* _SOURCE TEXT_:
January is not the time for drastic diets and tough exercise regimes, nor is it time as a writer to try and set unrealistic challenges or timeframes. Remember to be gentle on yourselves and keep to the ‘little and often’ rule. SIAW is completely free and there is still time to sign up for the daily ezines through the sign up box on the London Writers’ Club website. For lessons on your sofa, our fiction teleclass kicks off on Monday.
What are your top tips for staying in and writing in January? Let us know in the comments below.
[Image ©iStockphoto.com/petrograd99]
Write without pay until somebody offers to pay – Mark Twain
Golden words, writing must be a pleasure, payment it is not necessary.

* _WHAT YOU WILL DO_: Summarize the passage on writing in January in two sentences.

* _Saved entries_:
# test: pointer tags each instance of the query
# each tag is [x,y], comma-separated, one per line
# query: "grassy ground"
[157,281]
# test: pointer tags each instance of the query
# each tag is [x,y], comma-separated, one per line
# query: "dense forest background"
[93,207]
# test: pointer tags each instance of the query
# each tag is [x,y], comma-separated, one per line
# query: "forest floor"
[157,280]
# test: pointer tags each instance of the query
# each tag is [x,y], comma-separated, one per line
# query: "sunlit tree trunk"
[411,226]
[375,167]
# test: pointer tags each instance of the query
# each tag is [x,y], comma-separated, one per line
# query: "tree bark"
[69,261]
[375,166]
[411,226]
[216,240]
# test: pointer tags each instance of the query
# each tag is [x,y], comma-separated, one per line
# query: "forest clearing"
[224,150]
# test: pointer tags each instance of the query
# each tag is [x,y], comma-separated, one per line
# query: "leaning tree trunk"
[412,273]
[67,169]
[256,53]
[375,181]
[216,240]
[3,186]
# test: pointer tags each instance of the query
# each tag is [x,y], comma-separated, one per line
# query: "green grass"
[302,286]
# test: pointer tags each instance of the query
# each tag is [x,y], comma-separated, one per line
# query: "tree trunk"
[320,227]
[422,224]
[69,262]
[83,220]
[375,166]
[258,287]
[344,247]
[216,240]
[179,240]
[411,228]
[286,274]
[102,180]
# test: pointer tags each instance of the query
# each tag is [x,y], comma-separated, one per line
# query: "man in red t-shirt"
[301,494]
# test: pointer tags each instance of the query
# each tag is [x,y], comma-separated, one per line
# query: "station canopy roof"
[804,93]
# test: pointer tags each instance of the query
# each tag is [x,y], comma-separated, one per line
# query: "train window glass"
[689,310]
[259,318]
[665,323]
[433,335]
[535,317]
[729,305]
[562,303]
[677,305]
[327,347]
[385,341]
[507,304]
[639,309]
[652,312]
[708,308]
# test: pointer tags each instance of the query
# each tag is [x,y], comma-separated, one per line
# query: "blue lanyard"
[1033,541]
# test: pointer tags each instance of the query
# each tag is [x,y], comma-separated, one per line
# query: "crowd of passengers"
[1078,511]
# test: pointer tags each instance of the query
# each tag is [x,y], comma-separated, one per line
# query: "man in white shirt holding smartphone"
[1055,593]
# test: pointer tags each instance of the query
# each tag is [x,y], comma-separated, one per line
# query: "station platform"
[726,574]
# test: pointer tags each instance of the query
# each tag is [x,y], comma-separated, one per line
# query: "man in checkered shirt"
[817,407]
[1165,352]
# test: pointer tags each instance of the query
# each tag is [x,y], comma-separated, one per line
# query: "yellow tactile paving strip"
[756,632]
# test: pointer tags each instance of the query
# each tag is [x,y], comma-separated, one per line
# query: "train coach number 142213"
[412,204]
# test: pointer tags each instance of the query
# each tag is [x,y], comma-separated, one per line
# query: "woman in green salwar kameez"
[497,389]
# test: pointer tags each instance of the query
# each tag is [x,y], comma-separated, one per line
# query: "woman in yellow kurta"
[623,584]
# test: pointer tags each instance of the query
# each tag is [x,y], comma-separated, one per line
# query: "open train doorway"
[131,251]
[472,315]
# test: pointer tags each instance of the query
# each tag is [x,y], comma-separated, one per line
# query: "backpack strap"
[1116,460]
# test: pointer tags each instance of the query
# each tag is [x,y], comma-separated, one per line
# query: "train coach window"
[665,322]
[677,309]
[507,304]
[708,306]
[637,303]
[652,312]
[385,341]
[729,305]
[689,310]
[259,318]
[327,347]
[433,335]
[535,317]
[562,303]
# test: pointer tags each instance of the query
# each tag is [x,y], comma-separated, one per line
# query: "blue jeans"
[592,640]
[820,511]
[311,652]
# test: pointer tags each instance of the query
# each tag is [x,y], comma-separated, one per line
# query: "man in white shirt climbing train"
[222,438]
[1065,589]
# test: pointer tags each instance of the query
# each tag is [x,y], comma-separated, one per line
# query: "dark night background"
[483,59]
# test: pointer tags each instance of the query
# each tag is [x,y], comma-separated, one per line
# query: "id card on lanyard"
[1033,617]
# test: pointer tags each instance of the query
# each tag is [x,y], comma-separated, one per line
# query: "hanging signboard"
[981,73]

* _RESULT BELOW_: The passage advises writers not to set unrealistic challenges or timeframes in January, but to be gentle on themselves and follow the "little and often" rule. It notes that SIAW is completely free, that the daily ezines can still be joined through the sign-up box on the London Writers' Club website, and that a fiction teleclass starts on Monday.